*WRITTEN TASK*: Turn every line of the listing below into a JSON list of strings, one string per line, leaving out blank lines.

*STORED ROWS*:
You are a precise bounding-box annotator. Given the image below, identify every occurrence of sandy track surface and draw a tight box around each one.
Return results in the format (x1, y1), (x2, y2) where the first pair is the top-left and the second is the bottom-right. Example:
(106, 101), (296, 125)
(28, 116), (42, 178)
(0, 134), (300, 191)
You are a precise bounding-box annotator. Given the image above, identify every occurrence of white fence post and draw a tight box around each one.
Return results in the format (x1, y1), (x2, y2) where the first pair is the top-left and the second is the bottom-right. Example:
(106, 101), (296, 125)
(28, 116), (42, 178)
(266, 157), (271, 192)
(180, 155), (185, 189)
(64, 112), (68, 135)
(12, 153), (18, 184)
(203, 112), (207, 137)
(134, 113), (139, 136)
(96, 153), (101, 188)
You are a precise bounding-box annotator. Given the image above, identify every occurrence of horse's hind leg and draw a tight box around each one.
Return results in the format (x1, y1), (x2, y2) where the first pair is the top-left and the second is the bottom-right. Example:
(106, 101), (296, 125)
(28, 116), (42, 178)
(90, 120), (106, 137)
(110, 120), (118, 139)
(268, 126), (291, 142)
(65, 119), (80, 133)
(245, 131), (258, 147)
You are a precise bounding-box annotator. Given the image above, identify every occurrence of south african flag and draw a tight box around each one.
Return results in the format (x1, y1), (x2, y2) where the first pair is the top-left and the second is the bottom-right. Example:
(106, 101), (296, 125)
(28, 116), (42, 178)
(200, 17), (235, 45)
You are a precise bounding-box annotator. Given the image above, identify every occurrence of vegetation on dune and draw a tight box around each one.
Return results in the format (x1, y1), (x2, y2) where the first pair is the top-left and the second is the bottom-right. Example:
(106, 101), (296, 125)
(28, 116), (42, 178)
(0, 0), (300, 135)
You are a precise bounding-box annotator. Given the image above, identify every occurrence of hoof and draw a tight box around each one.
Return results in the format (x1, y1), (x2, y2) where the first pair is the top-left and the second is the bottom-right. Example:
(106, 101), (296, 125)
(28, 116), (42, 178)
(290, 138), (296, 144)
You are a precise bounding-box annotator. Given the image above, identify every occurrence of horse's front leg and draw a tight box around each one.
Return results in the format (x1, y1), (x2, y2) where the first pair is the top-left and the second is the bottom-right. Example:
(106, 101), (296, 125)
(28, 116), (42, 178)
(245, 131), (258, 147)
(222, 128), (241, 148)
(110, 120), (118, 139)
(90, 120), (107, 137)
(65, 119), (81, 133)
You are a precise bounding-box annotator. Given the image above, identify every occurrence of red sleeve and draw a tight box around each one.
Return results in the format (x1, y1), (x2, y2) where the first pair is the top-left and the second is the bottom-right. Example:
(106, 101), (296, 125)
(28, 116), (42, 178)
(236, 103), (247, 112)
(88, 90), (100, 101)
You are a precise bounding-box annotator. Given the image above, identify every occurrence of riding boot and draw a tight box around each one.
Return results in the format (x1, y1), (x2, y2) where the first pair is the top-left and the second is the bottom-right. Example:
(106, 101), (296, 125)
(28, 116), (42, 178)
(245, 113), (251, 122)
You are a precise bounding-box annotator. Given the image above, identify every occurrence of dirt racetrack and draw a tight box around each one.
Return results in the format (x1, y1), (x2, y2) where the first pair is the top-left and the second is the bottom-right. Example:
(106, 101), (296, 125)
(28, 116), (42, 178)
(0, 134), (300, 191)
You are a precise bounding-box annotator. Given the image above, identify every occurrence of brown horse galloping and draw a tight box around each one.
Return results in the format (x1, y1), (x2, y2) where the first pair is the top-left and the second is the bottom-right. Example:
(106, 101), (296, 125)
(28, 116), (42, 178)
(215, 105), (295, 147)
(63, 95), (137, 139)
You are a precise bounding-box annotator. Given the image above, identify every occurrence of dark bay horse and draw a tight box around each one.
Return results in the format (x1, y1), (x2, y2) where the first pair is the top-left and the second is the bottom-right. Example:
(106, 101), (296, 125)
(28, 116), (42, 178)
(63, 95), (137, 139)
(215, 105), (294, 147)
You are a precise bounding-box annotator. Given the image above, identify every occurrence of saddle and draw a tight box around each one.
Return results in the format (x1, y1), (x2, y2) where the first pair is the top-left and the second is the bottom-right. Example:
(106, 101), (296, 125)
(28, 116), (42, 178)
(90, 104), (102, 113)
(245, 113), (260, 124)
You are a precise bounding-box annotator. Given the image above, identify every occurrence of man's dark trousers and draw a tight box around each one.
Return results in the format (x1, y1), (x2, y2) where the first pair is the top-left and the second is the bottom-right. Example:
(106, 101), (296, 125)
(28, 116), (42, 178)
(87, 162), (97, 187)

*ANSWER TO THE PROBLEM*:
[
  "You are a precise bounding-box annotator. Given the image below, identify every occurrence of sandy track surface and draw a tight box around each one.",
  "Return results in the format (x1, y1), (x2, y2) where the first pair is the top-left and the second is the bottom-right. Example:",
  "(106, 101), (296, 125)",
  "(28, 116), (42, 178)",
  "(0, 134), (300, 191)",
  "You are a precise bounding-box annotator. Given the image above, identify every occurrence of white fence post and draw a tight box around each one.",
  "Return results in the format (x1, y1), (x2, y2) where the first pair is the top-left and the second is the bottom-right. Example:",
  "(106, 101), (296, 125)",
  "(28, 116), (42, 178)",
  "(266, 157), (271, 192)",
  "(180, 155), (185, 189)",
  "(64, 112), (68, 135)",
  "(12, 153), (18, 184)",
  "(203, 112), (207, 137)",
  "(134, 113), (139, 136)",
  "(96, 153), (101, 188)",
  "You are a precise bounding-box annotator. Given the image above, identify every occurrence of horse's hind leg and draw a tight box around each one.",
  "Return results in the format (x1, y1), (x2, y2) where the first pair is the top-left and the second is the bottom-right. Example:",
  "(106, 101), (296, 125)",
  "(28, 116), (42, 178)",
  "(90, 120), (106, 137)",
  "(110, 120), (118, 139)",
  "(268, 126), (291, 142)",
  "(65, 119), (80, 133)",
  "(245, 131), (258, 147)",
  "You are a precise bounding-box annotator. Given the image above, identify every occurrence of south african flag and draw a tight box around each one.",
  "Return results in the format (x1, y1), (x2, y2) where the first pair is the top-left and the second is the bottom-right. Example:",
  "(106, 101), (296, 125)",
  "(28, 116), (42, 178)",
  "(200, 17), (235, 45)",
  "You are a precise bounding-box annotator. Given the image above, identify every occurrence of vegetation on dune and draw a tight box around each one.",
  "Return results in the format (x1, y1), (x2, y2) where the first pair is the top-left and the second is the bottom-right. Example:",
  "(106, 101), (296, 125)",
  "(28, 116), (42, 178)",
  "(0, 0), (300, 135)",
  "You are a precise bounding-box annotator. Given the image above, identify every occurrence of hoof and draw a tight box around each one.",
  "Return results in the format (x1, y1), (x2, y2) where the first pair is the top-left and the second is the bottom-right. Example:",
  "(106, 101), (296, 125)",
  "(28, 116), (42, 178)",
  "(290, 138), (296, 144)",
  "You are a precise bounding-box annotator. Given the image above, identify every occurrence of horse's front leg and draw a tight box around each one.",
  "Return results in the format (x1, y1), (x2, y2) where the first pair is the top-left and the second is the bottom-right. Example:",
  "(106, 101), (296, 125)",
  "(28, 116), (42, 178)",
  "(245, 131), (258, 147)",
  "(222, 128), (241, 148)",
  "(110, 120), (118, 139)",
  "(90, 120), (107, 137)",
  "(65, 119), (81, 133)",
  "You are a precise bounding-box annotator. Given the image above, identify every occurrence of red sleeve and draw a tight box around each one.",
  "Return results in the format (x1, y1), (x2, y2) where the first pair is the top-left and the second is the bottom-right. Example:",
  "(106, 101), (296, 125)",
  "(28, 116), (42, 178)",
  "(236, 103), (247, 112)",
  "(88, 90), (100, 101)",
  "You are a precise bounding-box annotator. Given the image above, identify every occurrence of riding boot and draw a tight box around each one.",
  "Return results in the format (x1, y1), (x2, y2) where the first pair is the top-left and the second is the bottom-right. Example:",
  "(106, 101), (296, 125)",
  "(28, 116), (42, 178)",
  "(245, 113), (251, 122)",
  "You are a precise bounding-box annotator. Given the image above, identify every occurrence of dirt racetrack and draw a tight box around each one.",
  "Return results in the format (x1, y1), (x2, y2) where the first pair is the top-left and the second is the bottom-right. Example:",
  "(106, 101), (296, 125)",
  "(28, 116), (42, 178)",
  "(0, 134), (300, 191)",
  "You are a precise bounding-box annotator. Given the image above, identify every occurrence of brown horse galloping and draw a tight box around each one.",
  "Return results in the format (x1, y1), (x2, y2) where the first pair is the top-left and the second is the bottom-right. Example:",
  "(106, 101), (296, 125)",
  "(28, 116), (42, 178)",
  "(215, 105), (295, 147)",
  "(63, 95), (137, 139)",
  "You are a precise bounding-box annotator. Given the image above, identify every occurrence of dark bay horse and draw a tight box around each one.",
  "Return results in the format (x1, y1), (x2, y2) where the first pair is the top-left and the second is the bottom-right. Example:",
  "(106, 101), (296, 125)",
  "(28, 116), (42, 178)",
  "(63, 95), (137, 139)",
  "(215, 105), (294, 147)",
  "You are a precise bounding-box annotator. Given the image above, identify every occurrence of saddle and draw a tight box around each one.",
  "Return results in the format (x1, y1), (x2, y2) where the first pair is the top-left and the second is the bottom-right. Example:",
  "(106, 101), (296, 125)",
  "(28, 116), (42, 178)",
  "(90, 104), (102, 113)",
  "(245, 113), (260, 124)",
  "You are a precise bounding-box annotator. Given the image above, identify every occurrence of man's dark trousers and draw a tight box around each one.",
  "Return results in the format (x1, y1), (x2, y2) where the first pair is the top-left and the second is the bottom-right. Example:",
  "(106, 101), (296, 125)",
  "(28, 116), (42, 178)",
  "(87, 162), (97, 187)"
]